Turn the paragraph that begins "In this example here the routing decision" in the UDP socket lookup article into a short numbered list of steps that keeps its main facts.

**Document:**
==*==

Articles of the series

Overview

In this 2nd article of the series, I like to dive into the socket lookup for UDP packets, which determines the socket on which an incoming UDP packet will actually be received. While separate receive paths exist for IPv4 and for IPv6 packets, the socket lookup still has a lot of joint components which are being used on both receive paths. Further, the overall way the lookup works is kept nearly identical in both cases. I'll walk through the general packet flow, the involved components like the socket implementation and the UDP socket lookup table, and finally the socket lookup itself. While the implementation of the socket lookup for the TCP protocol also has many similarities and joint components compared to UDP, I intentionally only cover UDP here. Else, this article would simply become too long. I'll try to cover the TCP socket lookup in a separate future article.

Rx Packet Flow

Figure 1 visualizes the receive path of unicast UDP packets in the Linux kernel, encapsulated either in IPv4 or IPv6, from initial packet reception in the NIC driver until being added to the queue of a receiving socket, with special focus on the the socket lookup. Please compare this figure to its counterpart in my previous article Routing Decisions in the Linux Kernel - Part 1: Lookup and packet flow, in which I focus on what happens to received network packets on L3.

Figure 1: Packet flow on the receive path from L2 → L3 → L4 for locally received UDP packets with focus on the socket lookup.

In this example here the routing decision determines that the received IPv4/IPv6 packet is to be locally received and not forwarded. Based on that decision, an indirect function call to the local receive handler is performed, which calls ip_local_deliver() in case of IPv4 and ip6_input() in case of IPv6. In both cases, the packet now traverses the Netfilter Input hook2) and is then demultiplexed based on the L4 protocol it carries. I described this in the 1st article of this series Sockets in the Linux Kernel - Part 1: L4 Protocol Demultiplexing on Rx. In this case here it is determined to be a UDP packet and thereby function udp_rcv() is being called in case of IPv4 and udp6_rcv() in case of IPv6. Both functions do perform some initial checks of the UDP header, checksum, … and then then call function __udp4_lib_lookup() (IPv4) or function __udp6_lib_lookup() (IPv6) respectively, which represents the actual socket lookup. Both implementations use a central hash table as back-end, which I'll describe in detail in one of the next sections. If a matching socket is found, the packet is being added to the receive queue of that socket. Else, an ICMP/ICMPv6 error reply message is sent back to the sender of the packet.

Socket structs

Before getting to the actual socket lookup, I like to give you a tour of the building blocks which are involved here, first of all the sockets themselves. In the kernel those are represented by a complex object oriented hierarchy of structs. The implementation represents a deep rabbit hole and I only will go in as deep as necessary here.

==*==

**Data provided:**
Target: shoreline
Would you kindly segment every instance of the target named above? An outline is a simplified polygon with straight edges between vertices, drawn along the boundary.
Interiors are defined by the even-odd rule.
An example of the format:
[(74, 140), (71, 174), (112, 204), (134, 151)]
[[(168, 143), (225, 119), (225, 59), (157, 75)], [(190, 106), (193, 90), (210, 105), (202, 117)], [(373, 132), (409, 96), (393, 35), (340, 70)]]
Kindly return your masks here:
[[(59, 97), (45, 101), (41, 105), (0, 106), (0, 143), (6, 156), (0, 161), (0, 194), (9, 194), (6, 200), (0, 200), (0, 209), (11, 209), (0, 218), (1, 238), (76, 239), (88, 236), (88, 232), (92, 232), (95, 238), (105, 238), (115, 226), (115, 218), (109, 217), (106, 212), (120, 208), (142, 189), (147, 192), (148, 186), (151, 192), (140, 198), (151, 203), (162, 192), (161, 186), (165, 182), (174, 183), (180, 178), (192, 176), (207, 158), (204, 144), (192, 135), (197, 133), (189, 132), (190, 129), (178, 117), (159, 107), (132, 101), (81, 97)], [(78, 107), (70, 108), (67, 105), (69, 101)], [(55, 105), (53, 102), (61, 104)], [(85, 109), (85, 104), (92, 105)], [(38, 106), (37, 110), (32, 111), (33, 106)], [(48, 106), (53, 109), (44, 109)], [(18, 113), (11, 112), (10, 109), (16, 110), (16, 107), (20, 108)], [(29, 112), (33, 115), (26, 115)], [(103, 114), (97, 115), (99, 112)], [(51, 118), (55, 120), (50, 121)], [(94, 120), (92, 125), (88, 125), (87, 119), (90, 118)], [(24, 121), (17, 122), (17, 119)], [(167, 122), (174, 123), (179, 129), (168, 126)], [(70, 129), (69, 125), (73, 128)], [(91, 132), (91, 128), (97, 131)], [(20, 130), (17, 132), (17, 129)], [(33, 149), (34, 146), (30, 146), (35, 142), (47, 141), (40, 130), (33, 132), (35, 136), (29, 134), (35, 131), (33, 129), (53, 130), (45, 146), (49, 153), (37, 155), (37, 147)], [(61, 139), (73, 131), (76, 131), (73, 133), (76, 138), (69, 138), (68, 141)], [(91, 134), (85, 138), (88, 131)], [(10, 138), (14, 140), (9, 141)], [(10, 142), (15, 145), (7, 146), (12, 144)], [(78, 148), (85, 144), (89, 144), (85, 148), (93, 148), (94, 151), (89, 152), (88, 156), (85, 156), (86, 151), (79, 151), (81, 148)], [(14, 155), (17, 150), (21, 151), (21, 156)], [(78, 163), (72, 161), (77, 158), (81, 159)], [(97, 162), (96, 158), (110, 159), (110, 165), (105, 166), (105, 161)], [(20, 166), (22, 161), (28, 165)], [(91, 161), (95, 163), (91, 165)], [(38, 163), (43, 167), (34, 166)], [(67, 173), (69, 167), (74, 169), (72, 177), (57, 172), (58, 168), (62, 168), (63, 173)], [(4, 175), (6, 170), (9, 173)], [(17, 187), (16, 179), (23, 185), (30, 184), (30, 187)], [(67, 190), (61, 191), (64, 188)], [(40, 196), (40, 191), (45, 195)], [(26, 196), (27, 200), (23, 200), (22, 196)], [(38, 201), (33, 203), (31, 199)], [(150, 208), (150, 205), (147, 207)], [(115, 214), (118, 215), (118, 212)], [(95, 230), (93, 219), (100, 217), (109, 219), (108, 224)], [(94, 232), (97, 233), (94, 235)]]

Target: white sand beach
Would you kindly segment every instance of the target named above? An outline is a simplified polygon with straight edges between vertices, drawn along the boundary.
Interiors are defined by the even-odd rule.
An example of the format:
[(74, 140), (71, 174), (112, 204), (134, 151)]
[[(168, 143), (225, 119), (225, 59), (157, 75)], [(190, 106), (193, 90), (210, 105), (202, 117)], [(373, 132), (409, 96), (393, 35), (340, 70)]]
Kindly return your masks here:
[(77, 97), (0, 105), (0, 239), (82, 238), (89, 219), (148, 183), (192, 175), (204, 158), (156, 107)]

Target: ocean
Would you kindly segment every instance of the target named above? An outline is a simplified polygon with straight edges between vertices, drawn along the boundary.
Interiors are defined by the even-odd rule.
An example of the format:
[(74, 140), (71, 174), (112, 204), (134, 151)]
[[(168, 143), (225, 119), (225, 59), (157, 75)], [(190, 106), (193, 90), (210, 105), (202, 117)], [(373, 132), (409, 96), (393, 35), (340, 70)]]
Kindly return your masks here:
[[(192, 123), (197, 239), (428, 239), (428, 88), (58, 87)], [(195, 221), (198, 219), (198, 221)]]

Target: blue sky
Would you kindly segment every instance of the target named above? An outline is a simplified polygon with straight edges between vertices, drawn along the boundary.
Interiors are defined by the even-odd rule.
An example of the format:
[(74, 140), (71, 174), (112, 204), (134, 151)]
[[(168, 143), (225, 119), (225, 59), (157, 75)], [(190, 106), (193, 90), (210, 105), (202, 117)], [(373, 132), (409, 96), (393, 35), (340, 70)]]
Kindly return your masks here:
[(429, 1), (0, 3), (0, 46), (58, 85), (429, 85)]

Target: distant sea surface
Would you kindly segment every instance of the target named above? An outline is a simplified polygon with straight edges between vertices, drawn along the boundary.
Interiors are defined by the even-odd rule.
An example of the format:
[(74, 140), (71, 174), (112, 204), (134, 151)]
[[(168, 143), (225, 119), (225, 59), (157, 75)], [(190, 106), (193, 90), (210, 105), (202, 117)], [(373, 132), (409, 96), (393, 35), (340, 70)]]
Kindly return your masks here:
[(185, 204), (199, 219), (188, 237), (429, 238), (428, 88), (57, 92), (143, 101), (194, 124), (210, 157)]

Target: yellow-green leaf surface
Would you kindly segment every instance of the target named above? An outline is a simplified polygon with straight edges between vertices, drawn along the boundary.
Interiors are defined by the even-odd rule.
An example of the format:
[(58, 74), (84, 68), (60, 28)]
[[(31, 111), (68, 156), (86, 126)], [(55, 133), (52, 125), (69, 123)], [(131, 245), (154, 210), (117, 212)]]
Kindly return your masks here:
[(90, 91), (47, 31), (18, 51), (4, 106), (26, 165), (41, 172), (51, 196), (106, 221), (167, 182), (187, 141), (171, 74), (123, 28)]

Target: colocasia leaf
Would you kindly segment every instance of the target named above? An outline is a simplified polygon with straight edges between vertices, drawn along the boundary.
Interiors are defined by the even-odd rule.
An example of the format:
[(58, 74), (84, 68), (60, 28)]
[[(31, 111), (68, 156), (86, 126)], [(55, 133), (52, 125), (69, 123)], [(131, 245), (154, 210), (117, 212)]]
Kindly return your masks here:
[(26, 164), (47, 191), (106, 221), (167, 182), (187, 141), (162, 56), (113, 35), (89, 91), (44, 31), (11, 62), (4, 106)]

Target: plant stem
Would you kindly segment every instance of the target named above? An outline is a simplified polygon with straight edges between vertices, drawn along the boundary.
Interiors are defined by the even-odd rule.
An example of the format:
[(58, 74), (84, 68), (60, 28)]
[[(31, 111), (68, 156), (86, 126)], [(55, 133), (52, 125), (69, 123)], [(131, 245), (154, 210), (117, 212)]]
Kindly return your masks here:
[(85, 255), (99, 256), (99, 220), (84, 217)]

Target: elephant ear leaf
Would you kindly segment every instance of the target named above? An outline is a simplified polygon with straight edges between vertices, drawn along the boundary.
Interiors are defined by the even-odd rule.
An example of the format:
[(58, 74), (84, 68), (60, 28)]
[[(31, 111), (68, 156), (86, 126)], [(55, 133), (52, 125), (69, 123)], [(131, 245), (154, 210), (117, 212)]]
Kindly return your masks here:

==*==

**Expected output:**
1. The routing decision determines that the IPv4/IPv6 packet is to be received locally, not forwarded.
2. An indirect call reaches the local receive handler: ip_local_deliver() for IPv4 or ip6_input() for IPv6.
3. The packet traverses the Netfilter Input hook and is demultiplexed by its L4 protocol.
4. As a UDP packet, it is passed to udp_rcv() (IPv4) or udp6_rcv() (IPv6), which perform initial checks of the UDP header, checksum, and so on.
5. These functions call __udp4_lib_lookup() (IPv4) or __udp6_lib_lookup() (IPv6), the actual socket lookup. Both use a central hash table as back-end.
6. If a matching socket is found, the packet is added to that socket's receive queue. Otherwise, an ICMP/ICMPv6 error reply is sent back to the sender.